— Task directions —
Give the lines of the material below as a JSON list of strings, one string per line, with blank lines omitted. Start with the very first line of the material and go on through the line containing "286 309 L 289", including both.

— Input for this task —
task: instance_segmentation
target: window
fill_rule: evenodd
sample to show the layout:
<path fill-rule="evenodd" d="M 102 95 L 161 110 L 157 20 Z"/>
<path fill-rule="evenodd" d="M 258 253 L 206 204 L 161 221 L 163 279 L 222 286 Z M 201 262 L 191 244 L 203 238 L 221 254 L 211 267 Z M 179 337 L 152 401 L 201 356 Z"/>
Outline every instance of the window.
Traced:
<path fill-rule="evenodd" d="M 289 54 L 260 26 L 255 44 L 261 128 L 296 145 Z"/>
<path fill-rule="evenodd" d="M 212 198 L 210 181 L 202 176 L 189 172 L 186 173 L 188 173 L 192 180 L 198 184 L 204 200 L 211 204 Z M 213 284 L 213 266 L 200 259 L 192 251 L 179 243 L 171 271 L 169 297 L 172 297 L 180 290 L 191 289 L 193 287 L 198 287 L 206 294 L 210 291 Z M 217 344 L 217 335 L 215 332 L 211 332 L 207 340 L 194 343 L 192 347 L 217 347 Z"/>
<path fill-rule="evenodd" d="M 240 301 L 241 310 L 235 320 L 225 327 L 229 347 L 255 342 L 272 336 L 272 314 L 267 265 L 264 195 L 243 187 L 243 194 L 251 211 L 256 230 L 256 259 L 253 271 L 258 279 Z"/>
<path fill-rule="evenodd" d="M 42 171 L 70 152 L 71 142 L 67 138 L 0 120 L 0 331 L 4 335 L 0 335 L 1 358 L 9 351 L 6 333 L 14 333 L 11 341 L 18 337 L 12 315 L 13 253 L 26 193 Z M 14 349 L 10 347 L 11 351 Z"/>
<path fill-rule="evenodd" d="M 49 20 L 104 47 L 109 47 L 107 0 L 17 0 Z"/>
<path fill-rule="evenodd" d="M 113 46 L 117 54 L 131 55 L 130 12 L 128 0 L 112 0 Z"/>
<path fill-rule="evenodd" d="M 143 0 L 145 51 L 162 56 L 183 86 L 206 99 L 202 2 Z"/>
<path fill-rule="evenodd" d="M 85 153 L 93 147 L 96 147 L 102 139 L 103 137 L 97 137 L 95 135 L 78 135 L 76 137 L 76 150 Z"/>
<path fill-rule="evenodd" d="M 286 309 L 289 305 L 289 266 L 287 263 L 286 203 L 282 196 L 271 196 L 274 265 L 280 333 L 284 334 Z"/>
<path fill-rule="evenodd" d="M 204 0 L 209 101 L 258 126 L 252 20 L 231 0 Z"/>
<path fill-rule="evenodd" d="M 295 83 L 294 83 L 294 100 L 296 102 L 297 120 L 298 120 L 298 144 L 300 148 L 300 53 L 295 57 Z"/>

— Task answer —
[
  "task: instance_segmentation",
  "target: window",
  "fill_rule: evenodd",
  "sample to show the layout:",
  "<path fill-rule=\"evenodd\" d=\"M 102 95 L 161 110 L 157 20 Z\"/>",
  "<path fill-rule=\"evenodd\" d=\"M 258 253 L 206 204 L 161 221 L 163 279 L 222 286 Z M 201 262 L 191 244 L 203 238 L 221 254 L 211 267 Z M 179 337 L 152 401 L 201 356 Z\"/>",
  "Outline every instance of the window.",
  "Traced:",
  "<path fill-rule=\"evenodd\" d=\"M 289 54 L 260 26 L 255 44 L 261 128 L 296 145 Z\"/>",
  "<path fill-rule=\"evenodd\" d=\"M 212 198 L 210 181 L 202 176 L 189 172 L 186 173 L 188 173 L 192 180 L 198 184 L 204 200 L 211 204 Z M 213 284 L 213 266 L 200 259 L 192 251 L 179 243 L 171 271 L 169 297 L 172 297 L 180 290 L 191 289 L 193 287 L 198 287 L 206 294 L 210 291 Z M 217 344 L 217 335 L 215 332 L 211 332 L 207 340 L 194 343 L 192 347 L 217 347 Z\"/>",
  "<path fill-rule=\"evenodd\" d=\"M 240 301 L 241 310 L 235 320 L 225 327 L 229 347 L 255 342 L 272 336 L 272 314 L 267 265 L 264 195 L 243 187 L 243 194 L 251 211 L 256 230 L 256 259 L 253 271 L 258 279 Z\"/>",
  "<path fill-rule=\"evenodd\" d=\"M 42 171 L 70 152 L 71 142 L 67 138 L 0 120 L 0 331 L 4 335 L 0 335 L 1 358 L 9 351 L 6 333 L 14 333 L 11 341 L 18 337 L 12 315 L 13 253 L 26 193 Z M 14 349 L 10 347 L 11 351 Z\"/>",
  "<path fill-rule=\"evenodd\" d=\"M 49 20 L 104 47 L 109 47 L 107 0 L 17 0 Z\"/>",
  "<path fill-rule=\"evenodd\" d=\"M 113 46 L 117 54 L 131 55 L 130 12 L 128 0 L 112 0 Z\"/>",
  "<path fill-rule=\"evenodd\" d=\"M 143 0 L 145 51 L 162 56 L 183 86 L 206 99 L 202 2 Z\"/>",
  "<path fill-rule=\"evenodd\" d=\"M 85 153 L 93 147 L 96 147 L 102 139 L 103 137 L 97 137 L 95 135 L 78 135 L 76 137 L 76 150 Z\"/>",
  "<path fill-rule=\"evenodd\" d=\"M 286 309 L 289 305 L 289 266 L 287 263 L 286 203 L 282 196 L 271 196 L 274 265 L 280 333 L 284 334 Z\"/>"
]